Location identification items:
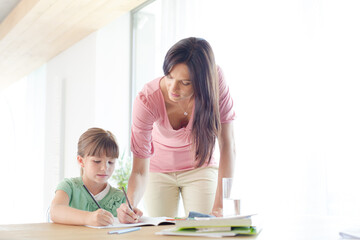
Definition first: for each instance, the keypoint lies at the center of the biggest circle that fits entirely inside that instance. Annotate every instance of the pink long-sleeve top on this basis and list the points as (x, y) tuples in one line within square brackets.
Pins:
[(152, 135)]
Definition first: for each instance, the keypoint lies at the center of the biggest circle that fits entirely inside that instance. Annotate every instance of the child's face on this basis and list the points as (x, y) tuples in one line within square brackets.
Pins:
[(97, 169)]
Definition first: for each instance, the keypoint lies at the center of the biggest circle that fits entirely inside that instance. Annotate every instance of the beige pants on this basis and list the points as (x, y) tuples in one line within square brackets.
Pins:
[(197, 188)]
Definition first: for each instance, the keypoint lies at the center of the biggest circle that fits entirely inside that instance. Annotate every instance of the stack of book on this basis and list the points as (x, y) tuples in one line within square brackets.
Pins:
[(213, 227)]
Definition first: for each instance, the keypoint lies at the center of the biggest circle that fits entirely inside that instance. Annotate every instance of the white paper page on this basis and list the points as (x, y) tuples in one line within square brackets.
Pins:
[(143, 221)]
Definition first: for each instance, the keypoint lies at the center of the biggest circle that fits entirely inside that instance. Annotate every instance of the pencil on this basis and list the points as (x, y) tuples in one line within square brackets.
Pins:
[(91, 196), (122, 188)]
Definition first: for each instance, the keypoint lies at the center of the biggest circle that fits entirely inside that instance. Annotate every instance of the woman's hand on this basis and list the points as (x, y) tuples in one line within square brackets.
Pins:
[(126, 215), (101, 217)]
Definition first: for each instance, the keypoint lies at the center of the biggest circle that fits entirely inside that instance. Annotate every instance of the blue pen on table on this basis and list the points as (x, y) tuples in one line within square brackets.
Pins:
[(124, 230), (91, 196)]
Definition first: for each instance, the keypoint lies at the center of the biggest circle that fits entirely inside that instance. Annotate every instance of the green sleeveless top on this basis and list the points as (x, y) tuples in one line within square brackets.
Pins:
[(80, 198)]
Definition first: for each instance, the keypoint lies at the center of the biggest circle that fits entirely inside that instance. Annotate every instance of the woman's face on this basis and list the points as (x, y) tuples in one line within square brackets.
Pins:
[(178, 84)]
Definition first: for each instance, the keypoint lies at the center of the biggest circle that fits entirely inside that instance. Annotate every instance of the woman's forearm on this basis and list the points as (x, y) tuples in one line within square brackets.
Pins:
[(227, 161), (137, 180)]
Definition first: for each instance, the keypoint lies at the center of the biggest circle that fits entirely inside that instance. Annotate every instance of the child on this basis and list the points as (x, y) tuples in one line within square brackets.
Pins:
[(72, 204)]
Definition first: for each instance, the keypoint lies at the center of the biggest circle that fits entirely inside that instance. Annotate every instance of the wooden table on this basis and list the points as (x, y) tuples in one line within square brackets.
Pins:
[(303, 228)]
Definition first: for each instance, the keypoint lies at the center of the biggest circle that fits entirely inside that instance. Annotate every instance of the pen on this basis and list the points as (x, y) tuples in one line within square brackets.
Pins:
[(127, 198), (91, 196), (124, 230)]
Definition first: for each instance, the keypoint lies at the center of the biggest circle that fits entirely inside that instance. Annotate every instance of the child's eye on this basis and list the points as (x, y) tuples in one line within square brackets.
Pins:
[(186, 83)]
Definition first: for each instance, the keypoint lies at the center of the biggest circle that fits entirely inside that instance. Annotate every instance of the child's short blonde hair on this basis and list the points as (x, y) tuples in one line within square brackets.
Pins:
[(98, 142)]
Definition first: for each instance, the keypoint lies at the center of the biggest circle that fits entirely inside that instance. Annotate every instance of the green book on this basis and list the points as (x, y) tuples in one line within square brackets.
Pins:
[(235, 231)]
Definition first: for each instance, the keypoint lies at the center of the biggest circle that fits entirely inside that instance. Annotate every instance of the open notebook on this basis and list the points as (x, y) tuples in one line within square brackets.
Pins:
[(143, 221)]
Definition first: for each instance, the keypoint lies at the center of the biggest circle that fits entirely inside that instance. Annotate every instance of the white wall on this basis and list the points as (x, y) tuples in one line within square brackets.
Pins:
[(87, 86)]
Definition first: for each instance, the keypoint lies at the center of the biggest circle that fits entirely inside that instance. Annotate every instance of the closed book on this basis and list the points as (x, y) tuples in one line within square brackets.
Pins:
[(237, 221)]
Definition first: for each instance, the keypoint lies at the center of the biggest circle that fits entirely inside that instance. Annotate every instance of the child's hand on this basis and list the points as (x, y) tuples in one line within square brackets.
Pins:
[(125, 215), (101, 217)]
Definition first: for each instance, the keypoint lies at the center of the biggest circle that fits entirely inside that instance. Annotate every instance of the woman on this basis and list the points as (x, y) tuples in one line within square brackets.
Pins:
[(176, 121)]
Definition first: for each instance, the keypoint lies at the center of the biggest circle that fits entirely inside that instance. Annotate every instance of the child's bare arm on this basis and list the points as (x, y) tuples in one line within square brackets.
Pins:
[(61, 212)]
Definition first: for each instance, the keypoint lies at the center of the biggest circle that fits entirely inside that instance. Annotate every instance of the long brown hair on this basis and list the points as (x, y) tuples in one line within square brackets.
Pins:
[(197, 54)]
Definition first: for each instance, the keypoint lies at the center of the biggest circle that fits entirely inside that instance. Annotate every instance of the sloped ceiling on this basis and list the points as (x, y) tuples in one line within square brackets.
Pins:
[(37, 30)]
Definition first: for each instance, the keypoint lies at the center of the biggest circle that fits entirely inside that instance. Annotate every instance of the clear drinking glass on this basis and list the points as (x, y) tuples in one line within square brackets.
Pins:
[(231, 206)]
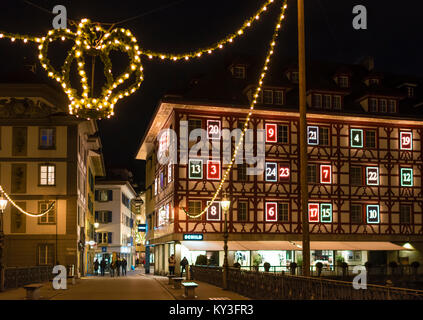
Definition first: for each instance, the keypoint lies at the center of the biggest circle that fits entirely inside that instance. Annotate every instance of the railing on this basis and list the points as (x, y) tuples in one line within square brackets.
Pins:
[(278, 286), (337, 271), (20, 276)]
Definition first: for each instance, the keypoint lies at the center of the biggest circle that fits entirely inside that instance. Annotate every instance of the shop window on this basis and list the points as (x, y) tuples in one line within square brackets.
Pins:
[(194, 124), (242, 211), (50, 217), (337, 102), (392, 106), (47, 138), (47, 175), (356, 176), (343, 81), (103, 216), (283, 133), (103, 195), (283, 213), (372, 105), (323, 136), (327, 101), (356, 213), (242, 172), (311, 173), (317, 101), (267, 96), (194, 208), (370, 138)]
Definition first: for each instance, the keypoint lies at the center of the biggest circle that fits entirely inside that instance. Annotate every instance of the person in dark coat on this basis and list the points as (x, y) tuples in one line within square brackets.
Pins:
[(118, 263), (124, 264), (96, 265), (102, 267)]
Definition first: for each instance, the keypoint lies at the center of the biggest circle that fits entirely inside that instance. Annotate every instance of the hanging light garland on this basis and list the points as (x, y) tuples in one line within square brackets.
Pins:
[(50, 207), (208, 50), (252, 105), (91, 39)]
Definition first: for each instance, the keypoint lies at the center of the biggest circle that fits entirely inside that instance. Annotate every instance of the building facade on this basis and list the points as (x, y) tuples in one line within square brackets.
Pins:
[(364, 169), (116, 221), (43, 160)]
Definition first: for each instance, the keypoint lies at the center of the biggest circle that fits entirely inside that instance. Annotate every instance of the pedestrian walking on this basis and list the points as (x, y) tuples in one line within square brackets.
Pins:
[(96, 265), (118, 263), (124, 264), (172, 261), (102, 267), (184, 264)]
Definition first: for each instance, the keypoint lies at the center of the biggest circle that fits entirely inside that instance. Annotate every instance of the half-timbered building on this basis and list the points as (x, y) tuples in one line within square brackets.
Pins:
[(364, 168)]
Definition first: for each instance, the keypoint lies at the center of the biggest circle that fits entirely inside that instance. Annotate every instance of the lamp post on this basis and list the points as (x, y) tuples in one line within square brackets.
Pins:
[(225, 207), (3, 204)]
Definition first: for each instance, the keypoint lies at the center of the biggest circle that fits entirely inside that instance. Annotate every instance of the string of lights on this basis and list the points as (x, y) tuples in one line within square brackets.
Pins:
[(93, 40), (252, 105), (50, 207), (208, 50)]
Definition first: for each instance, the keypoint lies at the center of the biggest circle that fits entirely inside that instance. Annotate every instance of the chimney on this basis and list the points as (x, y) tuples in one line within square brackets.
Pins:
[(368, 62)]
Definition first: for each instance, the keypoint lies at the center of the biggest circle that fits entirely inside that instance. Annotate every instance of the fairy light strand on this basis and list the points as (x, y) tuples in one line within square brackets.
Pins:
[(252, 104), (51, 206), (219, 45), (92, 39)]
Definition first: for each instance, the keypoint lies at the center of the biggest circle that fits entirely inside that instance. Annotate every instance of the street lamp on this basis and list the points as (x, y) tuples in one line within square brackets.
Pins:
[(226, 203), (3, 204)]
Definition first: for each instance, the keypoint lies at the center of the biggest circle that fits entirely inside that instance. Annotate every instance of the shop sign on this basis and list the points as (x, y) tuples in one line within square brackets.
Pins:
[(193, 236), (213, 212)]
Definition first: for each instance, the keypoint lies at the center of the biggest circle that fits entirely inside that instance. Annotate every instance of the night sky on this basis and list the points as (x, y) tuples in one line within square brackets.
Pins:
[(394, 38)]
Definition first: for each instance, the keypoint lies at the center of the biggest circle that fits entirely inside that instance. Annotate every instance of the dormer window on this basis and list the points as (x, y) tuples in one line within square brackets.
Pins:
[(343, 81), (238, 72)]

**Task goal:**
Turn the material's lines into a numbered list, leaving out blank lines, starting with the line that contains "the child's face" and going on through the line that contains "[(97, 169)]", with both of those lines included.

**Response for this exercise:**
1. Definition first: for each instance, the keypoint lies at the center of the biggest circle that fits entirely inside that instance. Annotate every instance of the child's face on this basis and list the points as (x, y) tuples in one line within square brackets.
2. Pins:
3. [(97, 169)]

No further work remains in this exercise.